### [CONSIGNE ÉCRITE A]
Dans les lignes de données, reprends la partie qui commence à la ligne contenant « I would be grateful if you could tag the brown bear » et va jusqu'à la fin de ces lignes, en y substituant « wooded background » à « forest background ». Ne change rien d'autre et ne donne que cette partie.

### [EXTRAIT CHOISI]
——————
Malheureusement, la réforme du RPC est elle-même fort timide. Ne pourrait-on faire mieux sans tout chambouler? Ce serait possible en réformant l'ensemble du système, pas seulement le RRQ et le RPC. Je vous présente onze propositions qui modifieraient les quatre blocs du système.


Les modifications visent à garantir aux personnes gagnant moins que le salaire industriel moyen (SIM) des revenus de retraite correspondant à 70 % de leurs revenus de travail. Au Canada, environ 70 % des travailleurs gagnent moins que le SIM; au Québec, c'est plus près de 75 %.

Balises de mes propositions

Le rôle essentiel du système de retraite est de remplacer les revenus de travail par des revenus de pensions équivalents. Un petit salaire est remplacé par une petite pension; un gros salaire, par une grosse pension.

Les modifications que je propose visent les salariés et les autonomes dont les revenus de travail sont inférieurs à 54 900 $, le maximum des gains admissibles (MGA) au RRQ en 2016.

Le MGA correspond à peu près au SIM. Par conséquent, tous ceux qui gagnent moins – à peu près 3 travailleurs sur 4 – seraient convenablement protégés.

Les modifications pourraient s'appliquer aussi au RPC, l'équivalent du RRQ pour le reste du Canada. Généralement, je ne parlerai que du RRQ pour alléger le texte.
——————
### [CONSIGNE ÉCRITE B]
Les affirmations suivantes sont-elles conformes à l'extrait sur la réforme des retraites ? Réponds par oui ou non à chacune et cite les mots exacts du texte qui permettent de trancher.
(i) Au Québec, près de 75 % des travailleurs gagnent moins que le SIM.
(ii) L'auteur présente douze propositions.
(iii) Le maximum des gains admissibles au RRQ s'élevait à 54 900 $ en 2016.
——————
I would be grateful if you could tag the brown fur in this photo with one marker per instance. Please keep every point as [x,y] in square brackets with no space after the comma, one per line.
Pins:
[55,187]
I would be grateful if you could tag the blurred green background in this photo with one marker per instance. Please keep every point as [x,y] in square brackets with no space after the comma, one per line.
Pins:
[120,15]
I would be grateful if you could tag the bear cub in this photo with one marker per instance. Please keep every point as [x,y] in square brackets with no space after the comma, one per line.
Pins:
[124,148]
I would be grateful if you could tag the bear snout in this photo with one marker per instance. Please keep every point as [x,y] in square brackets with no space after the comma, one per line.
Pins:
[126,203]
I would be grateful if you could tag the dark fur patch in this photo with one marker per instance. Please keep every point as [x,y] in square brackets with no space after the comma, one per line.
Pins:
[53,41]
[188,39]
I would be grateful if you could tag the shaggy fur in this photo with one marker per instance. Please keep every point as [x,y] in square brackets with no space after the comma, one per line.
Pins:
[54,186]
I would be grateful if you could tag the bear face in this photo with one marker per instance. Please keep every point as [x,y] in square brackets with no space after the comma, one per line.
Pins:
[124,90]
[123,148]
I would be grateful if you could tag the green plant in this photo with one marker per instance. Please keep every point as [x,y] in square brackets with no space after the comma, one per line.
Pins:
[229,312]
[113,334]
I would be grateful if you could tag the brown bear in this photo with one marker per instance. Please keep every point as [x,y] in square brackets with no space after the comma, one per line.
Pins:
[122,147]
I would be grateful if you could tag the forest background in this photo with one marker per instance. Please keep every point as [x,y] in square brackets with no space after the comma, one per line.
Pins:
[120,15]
——————
### [RÉPONSE FINALE A]
I would be grateful if you could tag the brown bear in this photo with one marker per instance. Please keep every point as [x,y] in square brackets with no space after the comma, one per line.
Pins:
[122,147]
I would be grateful if you could tag the wooded background in this photo with one marker per instance. Please keep every point as [x,y] in square brackets with no space after the comma, one per line.
Pins:
[120,15]

### [RÉPONSE FINALE B]
(i) Oui : « au Québec, c'est plus près de 75 % ».
(ii) Non : « Je vous présente onze propositions ».
(iii) Oui : « 54 900 $, le maximum des gains admissibles (MGA) au RRQ en 2016 ».